> **WHAT THE TASK REQUIRES**
Copy out the data below word for word, leaving out the pictures.

> **INFORMATION PROVIDED**
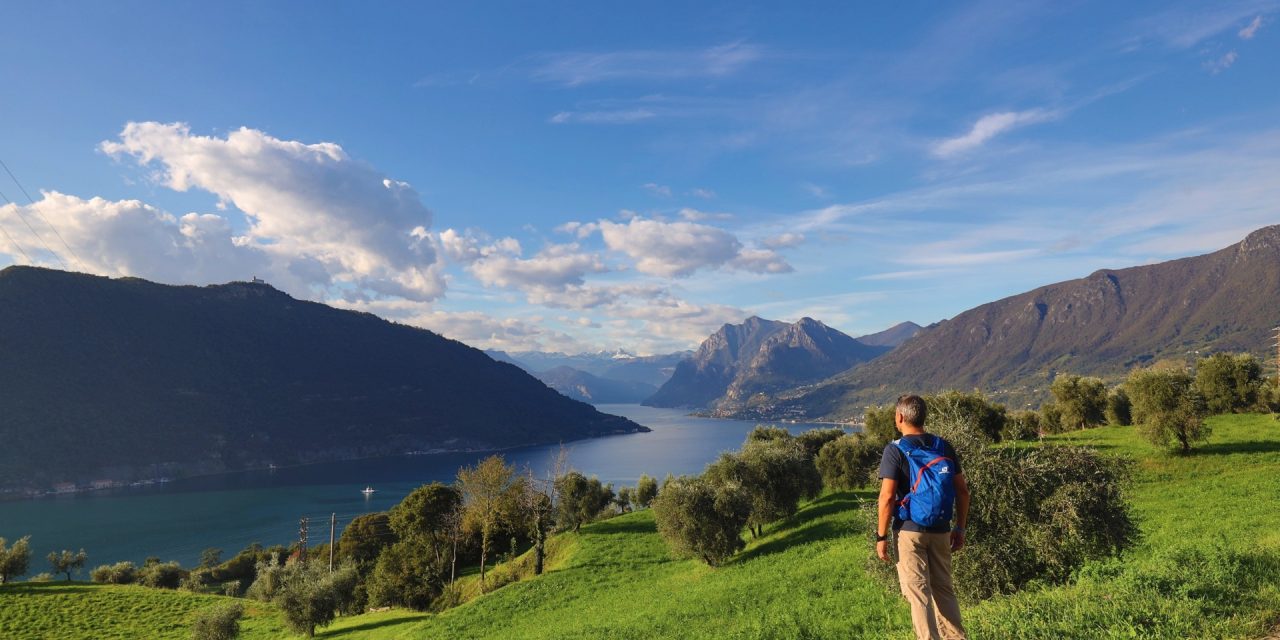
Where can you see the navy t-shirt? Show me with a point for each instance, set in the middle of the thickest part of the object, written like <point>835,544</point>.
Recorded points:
<point>894,466</point>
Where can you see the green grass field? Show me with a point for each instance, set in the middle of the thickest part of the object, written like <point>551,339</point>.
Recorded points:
<point>1208,566</point>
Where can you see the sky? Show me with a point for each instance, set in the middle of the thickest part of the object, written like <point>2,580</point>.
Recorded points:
<point>584,177</point>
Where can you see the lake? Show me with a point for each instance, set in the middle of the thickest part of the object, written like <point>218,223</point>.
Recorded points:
<point>178,520</point>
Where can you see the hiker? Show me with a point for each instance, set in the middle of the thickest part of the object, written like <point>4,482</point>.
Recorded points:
<point>920,478</point>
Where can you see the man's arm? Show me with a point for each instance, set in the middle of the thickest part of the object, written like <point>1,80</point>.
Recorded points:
<point>961,512</point>
<point>888,487</point>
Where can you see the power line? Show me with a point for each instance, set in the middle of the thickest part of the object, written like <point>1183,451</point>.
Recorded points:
<point>32,201</point>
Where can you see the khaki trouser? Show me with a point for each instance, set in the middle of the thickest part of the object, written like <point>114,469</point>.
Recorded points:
<point>924,572</point>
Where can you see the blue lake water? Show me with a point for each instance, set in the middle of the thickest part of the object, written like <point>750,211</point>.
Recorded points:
<point>177,520</point>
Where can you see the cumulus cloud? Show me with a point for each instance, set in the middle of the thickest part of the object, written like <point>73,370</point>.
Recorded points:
<point>310,204</point>
<point>988,127</point>
<point>128,237</point>
<point>680,248</point>
<point>1252,28</point>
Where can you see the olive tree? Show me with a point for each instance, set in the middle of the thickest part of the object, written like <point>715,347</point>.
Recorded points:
<point>1168,407</point>
<point>700,519</point>
<point>14,560</point>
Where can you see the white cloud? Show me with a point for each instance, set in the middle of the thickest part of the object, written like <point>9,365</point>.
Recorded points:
<point>584,68</point>
<point>1221,64</point>
<point>680,248</point>
<point>988,127</point>
<point>128,237</point>
<point>310,204</point>
<point>657,190</point>
<point>1252,28</point>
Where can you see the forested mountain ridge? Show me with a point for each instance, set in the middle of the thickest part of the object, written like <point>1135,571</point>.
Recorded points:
<point>1102,324</point>
<point>123,378</point>
<point>757,357</point>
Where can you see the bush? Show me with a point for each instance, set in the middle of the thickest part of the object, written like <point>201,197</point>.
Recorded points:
<point>1168,407</point>
<point>1022,425</point>
<point>118,574</point>
<point>1083,401</point>
<point>219,622</point>
<point>849,462</point>
<point>647,489</point>
<point>161,575</point>
<point>702,520</point>
<point>1119,408</point>
<point>1229,382</point>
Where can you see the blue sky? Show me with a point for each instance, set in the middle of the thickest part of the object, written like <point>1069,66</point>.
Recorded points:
<point>604,176</point>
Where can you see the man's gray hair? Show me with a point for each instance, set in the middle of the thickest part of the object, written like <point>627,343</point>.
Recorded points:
<point>913,410</point>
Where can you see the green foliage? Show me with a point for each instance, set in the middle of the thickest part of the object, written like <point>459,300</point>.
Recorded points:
<point>580,499</point>
<point>67,562</point>
<point>878,424</point>
<point>849,462</point>
<point>1229,382</point>
<point>1168,407</point>
<point>1038,515</point>
<point>1022,425</point>
<point>14,560</point>
<point>700,519</point>
<point>220,622</point>
<point>1119,407</point>
<point>814,439</point>
<point>118,574</point>
<point>647,489</point>
<point>1083,401</point>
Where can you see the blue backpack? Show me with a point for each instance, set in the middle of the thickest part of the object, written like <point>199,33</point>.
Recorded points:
<point>933,489</point>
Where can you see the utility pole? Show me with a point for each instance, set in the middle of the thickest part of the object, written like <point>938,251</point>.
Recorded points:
<point>302,539</point>
<point>333,524</point>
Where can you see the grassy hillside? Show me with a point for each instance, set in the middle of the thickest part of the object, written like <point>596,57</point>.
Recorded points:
<point>1208,567</point>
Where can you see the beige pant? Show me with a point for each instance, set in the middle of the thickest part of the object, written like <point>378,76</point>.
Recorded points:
<point>924,572</point>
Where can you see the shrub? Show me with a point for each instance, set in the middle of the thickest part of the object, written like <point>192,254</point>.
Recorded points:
<point>118,574</point>
<point>1168,407</point>
<point>161,575</point>
<point>849,462</point>
<point>220,622</point>
<point>702,520</point>
<point>1038,515</point>
<point>1119,408</point>
<point>1022,425</point>
<point>647,489</point>
<point>1229,382</point>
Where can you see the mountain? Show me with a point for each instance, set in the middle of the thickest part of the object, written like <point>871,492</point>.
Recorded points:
<point>757,357</point>
<point>1104,324</point>
<point>585,387</point>
<point>891,337</point>
<point>126,379</point>
<point>620,366</point>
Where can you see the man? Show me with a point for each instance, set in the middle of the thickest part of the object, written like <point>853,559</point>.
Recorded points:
<point>923,490</point>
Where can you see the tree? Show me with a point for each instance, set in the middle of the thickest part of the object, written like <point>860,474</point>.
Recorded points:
<point>647,489</point>
<point>1083,401</point>
<point>849,462</point>
<point>67,562</point>
<point>1168,407</point>
<point>14,561</point>
<point>487,494</point>
<point>220,622</point>
<point>775,474</point>
<point>878,424</point>
<point>210,557</point>
<point>1229,382</point>
<point>700,519</point>
<point>1119,411</point>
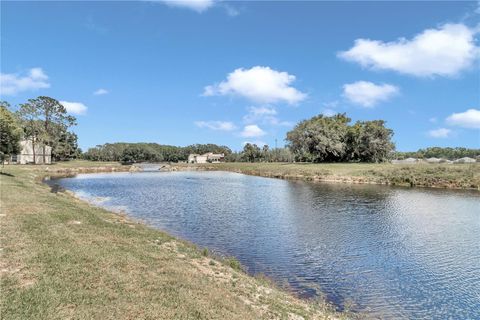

> **ANSWER BELOW**
Where can you see the navy t-shirt? Show me with a point for each instance, set in the middle of the thickest part of the object, written like <point>835,544</point>.
Recorded points:
<point>894,466</point>
Where can you see the green grass field? Show me with a point for each instance, set in the middle of the thickest part of the object, written like <point>551,339</point>.
Recorded points:
<point>1208,566</point>
Where can you see the sky? Show me with a point for each instance, set in the middle of the thickest part of the object, written like <point>2,580</point>.
Recorded points:
<point>584,177</point>
Where can you see the lake? Show me with a point for each instance, set in the middle of the thickest part of the object, written like <point>218,223</point>.
Recorded points:
<point>178,520</point>
Where can you see the hiker? Show me with a point for each instance, set in the middle of the thickest part of the object, written like <point>4,482</point>.
Recorded points:
<point>920,478</point>
Where can you see the man's arm? Show me with a point for each instance, set in the middle of the thickest part of the object, written like <point>1,80</point>.
Recorded points:
<point>961,512</point>
<point>888,487</point>
Where can you see the power line? Show me with a point for each instance, set in the middle of the thickest part of the object, written like <point>1183,451</point>.
Recorded points:
<point>32,201</point>
Where can you see the khaki trouser? Show me with a point for each instance, set in the middle of the thickest part of the object, written like <point>114,469</point>.
Recorded points:
<point>924,572</point>
Where can you see the blue lake water? Show me with a point for each instance, set in the middle of the thickest part of the object, written like <point>750,211</point>.
Recorded points:
<point>177,520</point>
Where can you see the cumulus cloud? Show me with a point for each instance, set in the middle of the thickest part of the object, written like <point>73,370</point>.
Recorded points:
<point>310,204</point>
<point>988,127</point>
<point>128,237</point>
<point>680,248</point>
<point>1252,28</point>
Where can you see the olive tree? Show me with a point for each instance, set in the middle of the thickest part of the object, written like <point>715,347</point>.
Recorded points:
<point>1168,407</point>
<point>700,519</point>
<point>14,560</point>
Where can you see the white cloud? Show me with a point for each instance, set in the middle of the thickest part of the object, written like <point>9,365</point>.
Recorded points:
<point>584,68</point>
<point>1221,64</point>
<point>680,248</point>
<point>988,127</point>
<point>128,237</point>
<point>310,204</point>
<point>657,190</point>
<point>1252,28</point>
Where can you see the forested mountain ridge? Show me with a point for each instance, set in the middle of the thickest part of the object, written like <point>1135,571</point>.
Recorded points:
<point>1102,324</point>
<point>123,378</point>
<point>757,357</point>
Where can you see the bush? Show me with a point for each instance, set in the middle of the thickest part of the object, written like <point>201,197</point>.
Recorded points:
<point>1168,407</point>
<point>1022,425</point>
<point>118,574</point>
<point>1083,401</point>
<point>219,622</point>
<point>849,462</point>
<point>647,489</point>
<point>161,575</point>
<point>702,520</point>
<point>1119,408</point>
<point>1229,382</point>
Where can you see the blue sky? Show me with a point for each instance, set in the middle of the thickest part of the object, written like <point>1069,66</point>.
Recorded points:
<point>604,176</point>
Where can you see the man's gray hair? Show me with a point for each instance, set in the middle of the thickest part of the object, written like <point>627,343</point>.
Recorded points:
<point>913,410</point>
Where can you see the green foliage? Show me with a point for each instance, set in the middle of the thickest part of the object, written like <point>459,300</point>.
Recorded points:
<point>580,499</point>
<point>67,562</point>
<point>878,424</point>
<point>849,462</point>
<point>1229,382</point>
<point>1168,407</point>
<point>1038,515</point>
<point>1022,425</point>
<point>14,560</point>
<point>700,519</point>
<point>220,622</point>
<point>1119,407</point>
<point>814,439</point>
<point>118,574</point>
<point>647,489</point>
<point>1083,401</point>
Where can you see the blue backpack? Show me with a point for each instance, set in the middle of the thickest part of the object, written like <point>199,33</point>.
Recorded points:
<point>933,489</point>
Where can you see the utility pole? Show me with a point for each instance, set in the middle of the thickest part of the object, written like <point>938,251</point>.
Recorded points:
<point>302,539</point>
<point>333,524</point>
Where can you see the grassy hillside? Show me with a point for each instance, set in the middle of the thickest part of the object, written like <point>596,57</point>.
Recorded points:
<point>1208,567</point>
Where can you see the beige pant? Show me with a point for each instance, set in the middle of the thickest part of the object, written like <point>378,76</point>.
Recorded points:
<point>924,572</point>
Where can you see the shrub? Show me with a point for each instance, set in the middle of the thickest part of the object, written like <point>192,254</point>.
Recorded points:
<point>118,574</point>
<point>1168,407</point>
<point>161,575</point>
<point>849,462</point>
<point>220,622</point>
<point>702,520</point>
<point>1038,515</point>
<point>1119,408</point>
<point>1022,425</point>
<point>647,489</point>
<point>1229,382</point>
Where can you see the mountain? Show me with a point for each instance, set in the middle of the thickest part of the object, written like <point>871,492</point>.
Recorded points:
<point>757,357</point>
<point>1104,324</point>
<point>585,387</point>
<point>891,337</point>
<point>126,379</point>
<point>620,366</point>
Where can you see the man? Show me with a point for each instance, set in the middle of the thickest part of the object, written like <point>853,559</point>.
Recorded points:
<point>923,490</point>
Where can you see the tree? Show me with a point for each instance, set in the middle of the thickest part of the object, written like <point>860,474</point>.
Recorded points:
<point>647,489</point>
<point>1083,401</point>
<point>849,462</point>
<point>67,562</point>
<point>1168,407</point>
<point>14,561</point>
<point>487,494</point>
<point>220,622</point>
<point>775,474</point>
<point>878,424</point>
<point>210,557</point>
<point>1229,382</point>
<point>700,519</point>
<point>1119,411</point>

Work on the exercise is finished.